Stored data entries

☆ ☆ ☆ ☆ ☆ ☆ ☆

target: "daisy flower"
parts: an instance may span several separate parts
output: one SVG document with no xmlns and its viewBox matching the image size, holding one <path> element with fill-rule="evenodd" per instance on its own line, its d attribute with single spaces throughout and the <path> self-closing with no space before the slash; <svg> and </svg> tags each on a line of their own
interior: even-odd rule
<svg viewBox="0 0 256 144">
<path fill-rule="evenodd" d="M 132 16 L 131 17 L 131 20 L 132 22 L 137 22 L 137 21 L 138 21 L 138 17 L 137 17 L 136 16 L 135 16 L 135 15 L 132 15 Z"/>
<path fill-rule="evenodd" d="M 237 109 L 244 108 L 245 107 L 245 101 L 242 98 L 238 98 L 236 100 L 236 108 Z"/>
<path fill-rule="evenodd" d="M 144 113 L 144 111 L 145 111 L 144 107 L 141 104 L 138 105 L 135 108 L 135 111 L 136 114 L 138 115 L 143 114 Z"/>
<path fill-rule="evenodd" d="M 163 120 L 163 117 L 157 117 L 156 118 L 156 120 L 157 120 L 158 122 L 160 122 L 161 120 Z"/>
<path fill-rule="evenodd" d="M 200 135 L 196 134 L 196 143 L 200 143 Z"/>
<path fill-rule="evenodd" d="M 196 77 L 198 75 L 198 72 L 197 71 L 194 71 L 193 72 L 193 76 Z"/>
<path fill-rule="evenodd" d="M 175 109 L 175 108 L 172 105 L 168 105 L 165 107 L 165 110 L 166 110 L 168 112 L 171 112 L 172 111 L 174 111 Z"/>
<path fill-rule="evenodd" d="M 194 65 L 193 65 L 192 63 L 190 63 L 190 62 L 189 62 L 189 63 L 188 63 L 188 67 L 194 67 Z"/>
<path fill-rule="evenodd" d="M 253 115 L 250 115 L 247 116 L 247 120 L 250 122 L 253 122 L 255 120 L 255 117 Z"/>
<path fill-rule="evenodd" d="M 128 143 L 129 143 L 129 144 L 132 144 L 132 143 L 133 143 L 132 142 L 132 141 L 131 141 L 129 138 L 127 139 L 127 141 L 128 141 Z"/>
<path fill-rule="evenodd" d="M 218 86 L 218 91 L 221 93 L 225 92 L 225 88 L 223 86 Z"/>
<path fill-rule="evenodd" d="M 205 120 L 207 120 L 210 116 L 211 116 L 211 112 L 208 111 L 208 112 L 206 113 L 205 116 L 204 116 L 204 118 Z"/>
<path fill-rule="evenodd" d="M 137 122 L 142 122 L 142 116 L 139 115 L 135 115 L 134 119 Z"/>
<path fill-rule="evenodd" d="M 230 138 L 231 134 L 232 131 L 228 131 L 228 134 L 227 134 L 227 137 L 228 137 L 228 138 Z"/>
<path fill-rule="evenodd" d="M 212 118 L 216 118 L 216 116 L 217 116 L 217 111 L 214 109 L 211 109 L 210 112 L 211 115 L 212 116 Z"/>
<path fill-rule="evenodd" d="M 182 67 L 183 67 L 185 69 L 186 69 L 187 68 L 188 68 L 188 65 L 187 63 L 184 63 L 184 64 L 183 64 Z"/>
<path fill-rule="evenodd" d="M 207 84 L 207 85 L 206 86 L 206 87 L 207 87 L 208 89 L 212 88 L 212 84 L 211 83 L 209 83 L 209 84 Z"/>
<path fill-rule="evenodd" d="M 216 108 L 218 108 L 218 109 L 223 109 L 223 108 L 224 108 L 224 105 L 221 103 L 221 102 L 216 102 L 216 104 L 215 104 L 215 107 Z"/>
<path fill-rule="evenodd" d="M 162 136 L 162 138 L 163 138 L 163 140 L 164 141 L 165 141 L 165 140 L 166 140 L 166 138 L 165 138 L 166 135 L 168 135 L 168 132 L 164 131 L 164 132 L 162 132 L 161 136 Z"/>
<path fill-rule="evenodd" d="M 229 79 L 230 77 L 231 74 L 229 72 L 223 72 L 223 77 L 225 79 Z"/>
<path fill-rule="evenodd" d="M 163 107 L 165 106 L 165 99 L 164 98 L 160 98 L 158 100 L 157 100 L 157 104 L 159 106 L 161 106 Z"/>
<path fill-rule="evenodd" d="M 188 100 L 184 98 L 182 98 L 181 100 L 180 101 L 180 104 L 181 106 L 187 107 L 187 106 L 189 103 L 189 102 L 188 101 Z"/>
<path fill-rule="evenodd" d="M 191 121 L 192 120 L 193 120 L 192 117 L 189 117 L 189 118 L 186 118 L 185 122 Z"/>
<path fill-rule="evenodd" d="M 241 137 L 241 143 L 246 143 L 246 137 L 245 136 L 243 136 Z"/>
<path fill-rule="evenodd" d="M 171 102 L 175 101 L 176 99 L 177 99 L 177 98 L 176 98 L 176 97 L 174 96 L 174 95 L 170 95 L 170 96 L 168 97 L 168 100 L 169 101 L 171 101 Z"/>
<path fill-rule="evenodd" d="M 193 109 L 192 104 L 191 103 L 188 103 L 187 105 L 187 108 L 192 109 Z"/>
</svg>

☆ ☆ ☆ ☆ ☆ ☆ ☆

* [Directions]: Switch "daisy" to "tulip" in the lines running from the start of the records through the line holding "parts: an instance", inclusive. Give only those lines again, with nothing else changed.

* [Solution to the problem]:
target: "tulip flower"
parts: an instance may span several separate parts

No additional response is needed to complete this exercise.